» **MATERIAL PROVIDED**
* * *
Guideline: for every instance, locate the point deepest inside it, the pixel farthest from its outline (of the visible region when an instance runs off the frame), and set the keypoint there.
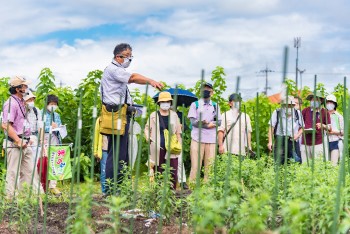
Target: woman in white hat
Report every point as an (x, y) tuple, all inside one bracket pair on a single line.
[(335, 136), (154, 132)]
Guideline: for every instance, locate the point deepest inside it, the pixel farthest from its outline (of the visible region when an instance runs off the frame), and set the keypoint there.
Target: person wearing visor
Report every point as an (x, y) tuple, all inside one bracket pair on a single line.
[(322, 124), (203, 134), (235, 128), (335, 136), (285, 122), (115, 92), (17, 140), (154, 132)]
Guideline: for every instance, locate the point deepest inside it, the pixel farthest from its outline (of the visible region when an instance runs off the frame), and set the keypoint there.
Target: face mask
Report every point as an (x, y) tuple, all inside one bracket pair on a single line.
[(30, 105), (288, 110), (126, 62), (206, 94), (315, 104), (330, 106), (52, 108), (25, 92), (165, 105)]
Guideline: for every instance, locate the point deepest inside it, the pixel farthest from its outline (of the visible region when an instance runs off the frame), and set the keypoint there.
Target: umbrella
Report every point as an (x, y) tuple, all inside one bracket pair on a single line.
[(184, 97)]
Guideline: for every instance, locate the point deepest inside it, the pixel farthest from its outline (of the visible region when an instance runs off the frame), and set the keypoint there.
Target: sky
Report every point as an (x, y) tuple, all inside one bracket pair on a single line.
[(173, 41)]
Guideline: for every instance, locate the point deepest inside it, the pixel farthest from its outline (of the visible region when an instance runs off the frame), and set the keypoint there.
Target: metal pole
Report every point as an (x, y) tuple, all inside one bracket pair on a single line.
[(297, 44)]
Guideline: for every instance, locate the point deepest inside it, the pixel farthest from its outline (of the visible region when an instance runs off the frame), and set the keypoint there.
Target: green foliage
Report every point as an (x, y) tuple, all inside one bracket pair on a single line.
[(115, 205), (21, 209), (45, 86), (68, 106), (263, 115), (85, 165), (90, 97), (81, 221)]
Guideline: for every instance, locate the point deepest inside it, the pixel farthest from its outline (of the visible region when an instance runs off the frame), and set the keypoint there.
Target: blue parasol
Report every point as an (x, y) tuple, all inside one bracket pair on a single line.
[(184, 97)]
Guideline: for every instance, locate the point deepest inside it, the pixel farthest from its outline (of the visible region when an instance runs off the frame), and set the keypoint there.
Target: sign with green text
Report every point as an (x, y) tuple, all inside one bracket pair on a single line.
[(59, 163)]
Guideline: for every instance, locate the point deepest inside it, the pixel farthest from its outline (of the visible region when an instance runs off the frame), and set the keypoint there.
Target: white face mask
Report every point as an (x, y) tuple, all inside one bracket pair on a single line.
[(126, 62), (52, 108), (288, 111), (330, 106), (164, 105), (30, 105)]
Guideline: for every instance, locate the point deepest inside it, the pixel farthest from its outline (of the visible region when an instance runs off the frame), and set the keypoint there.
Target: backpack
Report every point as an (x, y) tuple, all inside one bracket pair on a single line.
[(36, 113), (213, 103), (278, 119), (197, 106)]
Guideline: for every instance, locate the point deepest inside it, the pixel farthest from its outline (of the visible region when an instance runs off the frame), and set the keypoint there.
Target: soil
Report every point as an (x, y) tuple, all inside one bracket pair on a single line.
[(57, 214)]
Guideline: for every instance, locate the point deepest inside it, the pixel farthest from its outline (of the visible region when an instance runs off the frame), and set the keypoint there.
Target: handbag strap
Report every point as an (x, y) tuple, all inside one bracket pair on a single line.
[(232, 126)]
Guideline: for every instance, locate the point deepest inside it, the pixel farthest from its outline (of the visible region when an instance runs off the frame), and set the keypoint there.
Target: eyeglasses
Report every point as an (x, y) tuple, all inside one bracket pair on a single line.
[(125, 56)]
* * *
Present all of the entries above as a numbered list, omitting blank lines and leaving the pictures out.

» **WRITTEN SOLUTION**
1. Guideline: for every instance, locate the point deepest inside it, the pixel farthest from its outline (of the visible region when an instance runs off the frame), and set the keypoint there.
2. Target: woman in white hat
3. Report every point as an (x, y) tuple, all inside one bracket pair on a single line.
4. [(335, 136), (154, 132)]
5. Guideline: for every instance, locate the point deepest inside it, the pixel farthest from its outline (of the visible region when an instance runs off the frame), and set the keypoint there.
6. Target: person wearing visor
7. Report every point as an (x, y) tuple, all inside one bracket pair on a single line.
8. [(322, 124), (203, 134), (235, 128), (335, 136), (285, 122), (115, 92), (17, 140), (154, 132)]
9. Guideline: for every instance, locate the point deepest inside it, the pixel farthest from its outline (of the visible region when an instance runs off the frame), and set the keypoint there.
10. Target: face mask
11. Report every point as an (x, y) tuple, all inside one bracket pair on a single line.
12. [(30, 105), (288, 110), (126, 62), (206, 94), (315, 104), (330, 106), (52, 108), (25, 92), (165, 105)]
13. Guideline: for every instance, locate the point deepest inside it, the pixel farthest from its outline (of the visible region when an instance runs off the frame), and set the keypoint there.
14. Target: umbrella
15. Report every point as an (x, y) tuple, all inside one bracket pair on a single line.
16. [(184, 97)]
17. Guideline: for every instance, locate the point deepest inside it, the pixel farthest from its outline (of the visible region when an instance runs off the frame), and set the keypoint there.
18. Target: sky
19. Report every point as an (x, y) tuple, all inside one bracket pair on a single line.
20. [(173, 41)]
21. Guideline: for every instance, locate the point deepest inside it, the pixel farthest from its outline (of the visible region when an instance runs off the frame), and set the keypoint there.
22. Target: metal pole
23. Report every point as an (x, y) tuple, all inside one bracket pair on a single line.
24. [(297, 44)]
25. Guideline: for every instance, locate the point deepest inside it, the pixel farthest from its outline (of the visible region when an instance runs off the frame), and set the keypoint there.
26. Target: green foliage
27. Report every point as an (x, y) tuple, all inside one bracket pair on a single line.
28. [(115, 205), (21, 209), (45, 86), (68, 106), (263, 115), (85, 165), (90, 97), (81, 221)]
29. Guideline: for every instance, locate the point deepest inside it, the pixel farthest from its outline (of the visible region when an instance runs off the frame), and set the keypoint there.
30. Target: blue parasol
31. Report every point as an (x, y) tuple, all inside one bracket pair on a single line.
32. [(184, 97)]
33. Guideline: for every instance, locate the point deepest inside it, the pixel farthest from its outline (of the visible region when an instance runs off the frame), and set the keypoint there.
34. Target: sign with green text
35. Report every point as an (x, y) tuple, all inside one bracket pair on a single line.
36. [(59, 163)]
37. Guideline: for every instance, locate the point deepest inside it, the pixel farthest from its outline (of the visible region when an instance runs off the frame), and set the keypoint there.
38. Target: white face mask
39. Report every point as an (x, y) tuple, all inside one bracket pair on a single line.
40. [(126, 62), (52, 108), (288, 111), (330, 106), (164, 105), (30, 105)]
41. Guideline: for every instance, locate the point deepest inside it, the pixel farthest from its outline (of the visible region when an instance runs off the frame), and set the keypoint there.
42. Target: backpack
43. Report every point as an (x, y) tuple, all inside one bracket pair on a single line.
44. [(36, 113), (213, 103), (278, 119), (197, 106)]
45. Guideline: for every instance, locate the point deepest inside it, the pixel farthest from its outline (of the visible region when an instance runs off the frame), and set the keypoint there.
46. Target: soil
47. Report every point as an (x, y) tuple, all inside one bracket pair on a single line.
48. [(57, 214)]
49. Guideline: for every instance, locate the point deepest inside it, the pixel farthest from its outline (of the visible region when an instance runs off the frame), and set the keypoint there.
50. Target: handbag strap
51. Report every point as an (x, y) tuple, all inside one bracket pair on a single line.
52. [(232, 126)]
53. Guideline: for every instance, locate the point deepest inside it, the pixel farthest from its outline (of the visible region when an instance runs off the frame), and set the keypoint there.
54. Target: eyeglasses
55. Report every point as an (x, y) tuple, all inside one bracket pair on a single line.
56. [(125, 56)]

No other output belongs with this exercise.